- [Reading passage]
The principle of evaluating flat feet and high arches using a foot-sole pressure distribution system is based on mechanical measurement and spatiotemporal signal analysis.
It consists of a pressure sensor array (insole-type or pressure mat), a data acquisition device, and analysis software. The sensors can be resistive, capacitive, or piezoelectric, which convert contact pressure into electrical signals. After analog-to-digital conversion, time synchronization, and filtering, two-dimensional or three-dimensional pressure maps and time series are obtained.
Key parameters in static assessment include contact area, contact ratio in the arch region (commonly expressed as the “arch index or midfoot load ratio” representing the proportion of the midfoot), peak pressure, and pressure integral (pressure–time integral).
In flat feet, the collapse of the arch leads to an increased midfoot contact area, significantly higher midfoot pressure, and an increased arch index. At the same time, the overall contact area of the foot expands, and the load distribution between the rearfoot and forefoot tends to become more even, or the rearfoot load relatively decreases.
In contrast, high arches exhibit a reduced midfoot contact area, decreased arch index, low midfoot pressure, while the forefoot and heel show more peak pressures and concentrated pressure points. The pressure–time integral in certain local regions increases, indicating localized stress concentration.
The foot-sole pressure distribution system records pressure distribution along the footprint over time, producing the center of pressure (COP) trajectory, COP migration speed, load rate, and the proportion of load time in each foot region during different gait phases (heel strike, stance, toe-off).
In flat feet, the COP trajectory often shows pronation or medial deviation, a straighter COP path, and early midfoot load participation.

- [Work instruction 1] From the passage on foot-sole pressure assessment, list the key parameters it names for static assessment.
- [Work instruction 2] According to the passage on foot-sole pressure assessment, which three steps are applied before the pressure maps and time series are obtained?
- [Work instruction 3] Quote the passage on foot-sole pressure assessment word for word, starting at "In flat feet, the collapse" and ending at "localized stress concentration.".

- [Data for analysis]
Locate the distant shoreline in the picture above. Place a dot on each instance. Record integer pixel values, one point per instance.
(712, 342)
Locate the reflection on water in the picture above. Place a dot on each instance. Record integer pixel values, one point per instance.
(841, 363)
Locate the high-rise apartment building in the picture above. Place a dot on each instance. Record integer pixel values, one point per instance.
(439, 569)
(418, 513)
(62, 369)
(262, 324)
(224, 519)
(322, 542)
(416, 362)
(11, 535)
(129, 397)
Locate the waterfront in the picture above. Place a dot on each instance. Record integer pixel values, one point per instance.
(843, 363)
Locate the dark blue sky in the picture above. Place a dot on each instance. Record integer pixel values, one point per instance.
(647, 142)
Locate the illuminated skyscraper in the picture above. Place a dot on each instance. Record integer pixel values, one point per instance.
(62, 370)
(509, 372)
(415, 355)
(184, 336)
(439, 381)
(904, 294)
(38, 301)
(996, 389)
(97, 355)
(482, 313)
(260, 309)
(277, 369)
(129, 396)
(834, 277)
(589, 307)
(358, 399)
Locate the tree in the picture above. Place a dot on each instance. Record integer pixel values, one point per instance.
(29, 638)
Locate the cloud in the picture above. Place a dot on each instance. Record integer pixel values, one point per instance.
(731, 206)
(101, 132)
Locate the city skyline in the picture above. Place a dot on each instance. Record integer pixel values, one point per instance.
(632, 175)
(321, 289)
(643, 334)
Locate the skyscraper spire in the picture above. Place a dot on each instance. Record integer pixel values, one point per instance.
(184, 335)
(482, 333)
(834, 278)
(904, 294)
--
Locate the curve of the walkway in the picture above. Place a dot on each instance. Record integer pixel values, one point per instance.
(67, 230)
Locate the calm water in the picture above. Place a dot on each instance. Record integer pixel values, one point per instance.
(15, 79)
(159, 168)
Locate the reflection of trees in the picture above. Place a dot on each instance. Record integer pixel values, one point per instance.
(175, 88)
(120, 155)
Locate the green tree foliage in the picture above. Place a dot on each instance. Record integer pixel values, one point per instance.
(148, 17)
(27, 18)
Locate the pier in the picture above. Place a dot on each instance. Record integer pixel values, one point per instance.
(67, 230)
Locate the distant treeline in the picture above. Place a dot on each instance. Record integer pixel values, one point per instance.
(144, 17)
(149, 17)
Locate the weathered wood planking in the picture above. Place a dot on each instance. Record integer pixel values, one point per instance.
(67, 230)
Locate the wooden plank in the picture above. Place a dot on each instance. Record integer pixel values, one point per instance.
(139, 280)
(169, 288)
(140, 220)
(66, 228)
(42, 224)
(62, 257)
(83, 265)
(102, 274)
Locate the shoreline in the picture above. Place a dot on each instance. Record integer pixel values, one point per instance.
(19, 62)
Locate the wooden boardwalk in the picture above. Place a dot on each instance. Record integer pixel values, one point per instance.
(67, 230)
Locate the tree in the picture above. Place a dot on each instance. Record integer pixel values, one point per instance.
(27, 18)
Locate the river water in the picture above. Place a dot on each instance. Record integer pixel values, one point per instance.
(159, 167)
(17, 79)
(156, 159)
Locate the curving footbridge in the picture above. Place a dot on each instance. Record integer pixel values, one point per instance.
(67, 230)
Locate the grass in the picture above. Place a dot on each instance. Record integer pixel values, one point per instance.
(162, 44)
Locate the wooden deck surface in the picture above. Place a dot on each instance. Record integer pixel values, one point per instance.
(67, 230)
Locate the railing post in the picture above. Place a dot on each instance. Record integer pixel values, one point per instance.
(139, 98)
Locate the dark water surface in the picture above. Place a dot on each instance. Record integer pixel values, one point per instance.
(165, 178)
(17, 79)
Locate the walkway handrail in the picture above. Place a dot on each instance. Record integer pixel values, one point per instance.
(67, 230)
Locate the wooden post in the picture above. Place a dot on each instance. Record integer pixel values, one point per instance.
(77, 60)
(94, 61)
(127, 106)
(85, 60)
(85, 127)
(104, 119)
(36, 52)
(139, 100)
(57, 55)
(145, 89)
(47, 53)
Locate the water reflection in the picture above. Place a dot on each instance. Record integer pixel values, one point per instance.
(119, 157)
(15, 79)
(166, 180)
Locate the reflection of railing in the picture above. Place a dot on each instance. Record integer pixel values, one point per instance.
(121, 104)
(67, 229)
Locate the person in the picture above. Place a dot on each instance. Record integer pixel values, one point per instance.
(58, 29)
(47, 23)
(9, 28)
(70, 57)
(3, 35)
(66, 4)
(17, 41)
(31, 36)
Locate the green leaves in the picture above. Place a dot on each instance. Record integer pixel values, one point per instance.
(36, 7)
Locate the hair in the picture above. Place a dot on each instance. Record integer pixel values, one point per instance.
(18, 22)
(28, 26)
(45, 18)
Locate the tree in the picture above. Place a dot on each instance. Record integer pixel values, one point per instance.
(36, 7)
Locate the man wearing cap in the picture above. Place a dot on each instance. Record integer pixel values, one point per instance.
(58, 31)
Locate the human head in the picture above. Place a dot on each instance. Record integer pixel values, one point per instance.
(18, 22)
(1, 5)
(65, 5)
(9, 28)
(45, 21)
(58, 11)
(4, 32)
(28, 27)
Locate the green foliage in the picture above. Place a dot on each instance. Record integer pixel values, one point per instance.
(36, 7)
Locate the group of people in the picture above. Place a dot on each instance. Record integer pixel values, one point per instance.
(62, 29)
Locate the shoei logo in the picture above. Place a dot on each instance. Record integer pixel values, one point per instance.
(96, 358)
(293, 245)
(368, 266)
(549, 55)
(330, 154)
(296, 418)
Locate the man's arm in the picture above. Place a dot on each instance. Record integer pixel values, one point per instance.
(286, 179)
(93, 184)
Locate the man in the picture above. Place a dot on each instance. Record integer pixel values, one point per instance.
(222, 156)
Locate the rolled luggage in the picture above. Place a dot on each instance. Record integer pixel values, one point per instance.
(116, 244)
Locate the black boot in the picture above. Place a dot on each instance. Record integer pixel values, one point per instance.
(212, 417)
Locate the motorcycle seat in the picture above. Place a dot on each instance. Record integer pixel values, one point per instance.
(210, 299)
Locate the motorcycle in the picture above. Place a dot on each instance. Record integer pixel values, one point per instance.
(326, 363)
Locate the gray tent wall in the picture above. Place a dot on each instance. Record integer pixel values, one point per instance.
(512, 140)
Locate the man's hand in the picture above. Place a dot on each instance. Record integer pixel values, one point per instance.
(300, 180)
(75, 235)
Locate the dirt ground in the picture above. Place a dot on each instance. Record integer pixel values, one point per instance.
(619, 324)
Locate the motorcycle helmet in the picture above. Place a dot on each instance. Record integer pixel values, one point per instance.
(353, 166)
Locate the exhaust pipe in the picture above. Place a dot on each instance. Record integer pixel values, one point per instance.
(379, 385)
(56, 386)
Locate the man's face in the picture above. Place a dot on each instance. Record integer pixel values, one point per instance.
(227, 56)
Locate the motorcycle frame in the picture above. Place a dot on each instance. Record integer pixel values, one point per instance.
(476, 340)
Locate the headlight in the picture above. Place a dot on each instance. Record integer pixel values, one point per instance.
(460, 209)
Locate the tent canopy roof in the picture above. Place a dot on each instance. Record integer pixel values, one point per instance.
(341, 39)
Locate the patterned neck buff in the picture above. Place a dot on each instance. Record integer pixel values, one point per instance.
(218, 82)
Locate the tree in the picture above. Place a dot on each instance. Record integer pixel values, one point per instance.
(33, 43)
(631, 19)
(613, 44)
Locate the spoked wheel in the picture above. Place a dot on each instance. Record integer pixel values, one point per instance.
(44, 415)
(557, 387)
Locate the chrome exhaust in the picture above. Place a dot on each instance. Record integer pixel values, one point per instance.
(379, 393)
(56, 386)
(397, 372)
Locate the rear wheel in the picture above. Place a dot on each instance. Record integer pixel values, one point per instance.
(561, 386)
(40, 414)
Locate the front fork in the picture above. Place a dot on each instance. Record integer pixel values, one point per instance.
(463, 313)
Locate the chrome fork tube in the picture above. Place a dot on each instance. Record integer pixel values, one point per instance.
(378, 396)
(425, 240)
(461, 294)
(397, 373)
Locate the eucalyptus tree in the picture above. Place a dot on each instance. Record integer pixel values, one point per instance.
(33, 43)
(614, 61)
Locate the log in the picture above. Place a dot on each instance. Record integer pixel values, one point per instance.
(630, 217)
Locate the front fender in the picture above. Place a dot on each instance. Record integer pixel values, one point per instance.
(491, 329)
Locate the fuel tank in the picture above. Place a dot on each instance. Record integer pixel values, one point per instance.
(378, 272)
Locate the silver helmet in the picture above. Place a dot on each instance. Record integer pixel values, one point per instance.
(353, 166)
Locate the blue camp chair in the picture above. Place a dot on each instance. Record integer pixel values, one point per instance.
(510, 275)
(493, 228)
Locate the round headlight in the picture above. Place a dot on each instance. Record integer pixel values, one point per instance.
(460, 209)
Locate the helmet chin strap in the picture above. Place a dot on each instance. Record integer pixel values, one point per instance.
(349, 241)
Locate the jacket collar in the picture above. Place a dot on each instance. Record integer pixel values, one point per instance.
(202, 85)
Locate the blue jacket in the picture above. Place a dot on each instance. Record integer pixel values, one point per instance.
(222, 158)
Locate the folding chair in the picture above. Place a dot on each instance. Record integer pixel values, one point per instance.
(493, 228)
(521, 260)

- [Task response 1]
Contact area
Contact ratio in the arch region
Peak pressure
Pressure integral (pressure–time integral)

- [Task response 2] Analog-to-digital conversion, time synchronization, and filtering.

- [Task response 3]
In flat feet, the collapse of the arch leads to an increased midfoot contact area, significantly higher midfoot pressure, and an increased arch index. At the same time, the overall contact area of the foot expands, and the load distribution between the rearfoot and forefoot tends to become more even, or the rearfoot load relatively decreases.
In contrast, high arches exhibit a reduced midfoot contact area, decreased arch index, low midfoot pressure, while the forefoot and heel show more peak pressures and concentrated pressure points. The pressure–time integral in certain local regions increases, indicating localized stress concentration.